### Activity
Your output must match the records below character for character.

### Data shown
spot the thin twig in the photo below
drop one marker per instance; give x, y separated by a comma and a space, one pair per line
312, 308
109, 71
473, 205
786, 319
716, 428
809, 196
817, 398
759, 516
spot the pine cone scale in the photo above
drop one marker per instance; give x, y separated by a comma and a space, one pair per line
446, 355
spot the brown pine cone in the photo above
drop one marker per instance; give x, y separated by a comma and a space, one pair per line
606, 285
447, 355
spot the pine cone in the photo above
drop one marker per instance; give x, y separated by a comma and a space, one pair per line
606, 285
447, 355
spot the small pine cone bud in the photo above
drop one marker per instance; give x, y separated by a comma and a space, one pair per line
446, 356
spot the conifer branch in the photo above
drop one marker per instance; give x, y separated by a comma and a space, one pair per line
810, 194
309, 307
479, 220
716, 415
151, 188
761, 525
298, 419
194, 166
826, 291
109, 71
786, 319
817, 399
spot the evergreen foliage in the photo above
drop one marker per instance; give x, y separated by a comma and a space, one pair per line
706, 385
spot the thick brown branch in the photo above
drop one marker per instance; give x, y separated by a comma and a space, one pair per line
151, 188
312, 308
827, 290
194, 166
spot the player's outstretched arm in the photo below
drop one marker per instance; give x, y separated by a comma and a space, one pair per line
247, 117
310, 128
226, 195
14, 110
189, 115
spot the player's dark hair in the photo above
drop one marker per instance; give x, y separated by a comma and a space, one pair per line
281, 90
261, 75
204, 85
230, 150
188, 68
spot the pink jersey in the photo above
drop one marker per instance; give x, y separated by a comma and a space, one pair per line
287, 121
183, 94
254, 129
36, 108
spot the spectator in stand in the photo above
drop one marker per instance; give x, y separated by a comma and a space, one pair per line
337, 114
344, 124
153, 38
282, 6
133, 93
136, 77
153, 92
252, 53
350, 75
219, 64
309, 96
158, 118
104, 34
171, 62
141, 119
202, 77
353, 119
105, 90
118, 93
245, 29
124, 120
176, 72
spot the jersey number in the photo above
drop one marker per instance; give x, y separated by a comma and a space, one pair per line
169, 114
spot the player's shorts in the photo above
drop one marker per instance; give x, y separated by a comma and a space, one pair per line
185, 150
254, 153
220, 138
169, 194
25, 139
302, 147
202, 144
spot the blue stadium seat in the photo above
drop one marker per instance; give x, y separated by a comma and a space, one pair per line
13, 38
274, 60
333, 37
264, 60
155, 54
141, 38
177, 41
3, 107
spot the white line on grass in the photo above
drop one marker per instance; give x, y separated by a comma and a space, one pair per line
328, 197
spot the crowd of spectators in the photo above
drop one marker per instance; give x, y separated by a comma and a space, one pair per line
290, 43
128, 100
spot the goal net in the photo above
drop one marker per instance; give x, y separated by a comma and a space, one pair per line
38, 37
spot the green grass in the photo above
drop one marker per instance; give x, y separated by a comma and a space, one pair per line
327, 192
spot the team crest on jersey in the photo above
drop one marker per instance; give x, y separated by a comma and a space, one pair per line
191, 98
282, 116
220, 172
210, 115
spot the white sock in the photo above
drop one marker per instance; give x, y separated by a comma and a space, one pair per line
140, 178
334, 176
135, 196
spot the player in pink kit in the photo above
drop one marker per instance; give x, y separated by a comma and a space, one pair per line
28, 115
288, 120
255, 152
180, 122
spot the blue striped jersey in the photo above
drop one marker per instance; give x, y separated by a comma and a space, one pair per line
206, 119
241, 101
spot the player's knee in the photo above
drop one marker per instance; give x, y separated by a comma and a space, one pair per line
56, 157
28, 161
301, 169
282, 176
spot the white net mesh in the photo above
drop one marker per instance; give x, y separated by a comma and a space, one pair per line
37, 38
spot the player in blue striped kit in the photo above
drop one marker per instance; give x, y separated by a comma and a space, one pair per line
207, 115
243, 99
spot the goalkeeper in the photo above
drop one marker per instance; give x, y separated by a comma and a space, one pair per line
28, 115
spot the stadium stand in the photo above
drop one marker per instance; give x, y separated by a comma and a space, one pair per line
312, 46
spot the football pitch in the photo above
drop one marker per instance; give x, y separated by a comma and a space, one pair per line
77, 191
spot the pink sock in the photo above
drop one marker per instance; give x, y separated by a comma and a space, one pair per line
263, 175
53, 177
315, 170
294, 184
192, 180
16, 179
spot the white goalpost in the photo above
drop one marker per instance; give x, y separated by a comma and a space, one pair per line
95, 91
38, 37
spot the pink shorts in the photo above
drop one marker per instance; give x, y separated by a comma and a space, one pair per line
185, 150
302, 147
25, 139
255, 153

### Your solution
spot the thin twig in the photo below
drop one marker per instance; give x, y separated by a comma and a space, one pair per line
312, 308
109, 71
473, 205
786, 319
716, 428
809, 196
817, 398
759, 516
spot the pine cone scale in the photo above
drop one marker per instance; give x, y separated by a comma and a space, one pair per line
446, 355
spot the brown pine cone in the photo above
drop one marker per instance; give x, y separated by a comma and a space, one pair per line
606, 285
447, 355
spot the pine cone in the photo above
drop one marker per instance; give x, y separated by a comma and a space, one pair per line
606, 285
447, 355
spot the small pine cone bud in the photo above
drop one marker per instance; give x, y separated by a comma and a space, one pair per line
446, 356
spot the conifer branch in the photo above
drop one marker per instance; give x, y separated by a comma and a space, one pair per line
810, 194
309, 307
479, 220
716, 415
151, 188
761, 525
298, 419
194, 166
826, 291
109, 71
786, 319
817, 399
spot the evergreen foliage in the photo above
drop one marker per instance; give x, y separated by a comma and a space, one pair per line
706, 385
spot the thick brown branch in the photo above
drop one marker per instance; give x, y separated by a comma and a space, one pair per line
151, 188
312, 308
827, 290
194, 166
spot the player's outstretched arm in the photo below
drop one marker per instance; give x, y separated by a comma and a space, one pair per line
247, 117
310, 128
226, 195
14, 110
189, 115
spot the player's dark hair in the photo above
drop one marker per instance; give x, y separated by a comma and a space, one pair per line
281, 90
261, 75
204, 85
230, 150
188, 68
spot the pink jersey in the photo above
drop one marker per instance; give x, y separated by a comma and a space, one pair per line
287, 121
183, 94
254, 129
36, 108
spot the spectator in stand in the photo above
drop one marker per instance; give x, y separated by a comma and a space, one pair per line
337, 114
344, 124
153, 38
282, 6
133, 93
136, 77
153, 92
252, 53
350, 75
219, 64
309, 96
158, 118
104, 34
171, 62
141, 119
202, 77
353, 119
105, 90
118, 93
245, 29
124, 120
176, 72
spot the jersey number in the photo above
drop one marker per instance; give x, y separated by a comma and a space, one pair per line
169, 114
spot the player's shorts in the photo above
drop one marker per instance; give x, y separated by a comma and a space, one pair per line
185, 150
254, 153
220, 138
169, 194
25, 139
302, 147
202, 144
spot the blue stadium seat in the photo above
drop one marker per instance; give x, y separated by a comma and a space, one pair per line
13, 38
274, 60
333, 37
264, 60
155, 54
141, 38
177, 41
3, 107
spot the white line on grass in the photo above
drop one marker per instance; give x, y separated by a comma and a space, one pair per line
328, 197
spot the crowd of spectators in the photo above
drop one marker per instance; give x, y separated by a comma and a space, one pair per line
290, 43
128, 100
spot the goal net in the photo above
drop one marker per instance; give x, y separated by a comma and a space, one pair per line
38, 37
spot the green grass in the photo above
drop one marker per instance; give x, y separated by a comma and a space, one pair per line
327, 192
spot the team crest on jersey in the photo above
drop one marker per instance; give x, y separated by a comma and a space, one pair per line
191, 98
282, 116
220, 172
210, 115
spot the white sock in the photo above
drop one marker per instance; give x, y separated by a comma and a space, one pair per line
140, 178
334, 176
135, 196
spot the player in pink kit in the photo above
drop one marker per instance; give x, y separated by a comma and a space, one pair per line
28, 115
288, 120
255, 152
180, 122
spot the blue striped jersey in the photo above
drop one marker per instance; give x, y separated by a comma and a space, one pair per line
206, 119
241, 101
spot the player's knee in the photo above
drop one marker per instance; give x, y separated by a comma and a space, one pair per line
56, 157
28, 161
301, 169
282, 176
spot the white net mesh in the photo above
drop one marker per instance; give x, y separated by a comma and a space, one pair per line
37, 38
spot the player in blue striped kit in the photo above
drop one marker per instance; give x, y separated by a comma and a space, one pair per line
207, 115
243, 99
spot the goalkeeper in the photo above
drop one marker per instance; give x, y separated by a comma and a space, one pair per line
28, 115
spot the stadium stand in the photo above
drop one marker per instance; give x, y separated by a comma and a space, one pair per line
312, 46
spot the football pitch in the photo above
drop one marker per instance; give x, y separated by a comma and a space, one pair per line
77, 191
spot the pink sock in the photo above
drop one marker per instance; give x, y separated by a comma and a space, one pair per line
263, 175
53, 177
315, 170
294, 184
192, 180
16, 179
spot the white goalpost in the photo above
drop one marker per instance; give x, y separated by a comma and a space, one pair per line
95, 91
38, 37
spot the pink shorts in the photo above
drop one marker per instance; give x, y separated by a comma and a space, one pair per line
185, 150
302, 147
25, 139
255, 153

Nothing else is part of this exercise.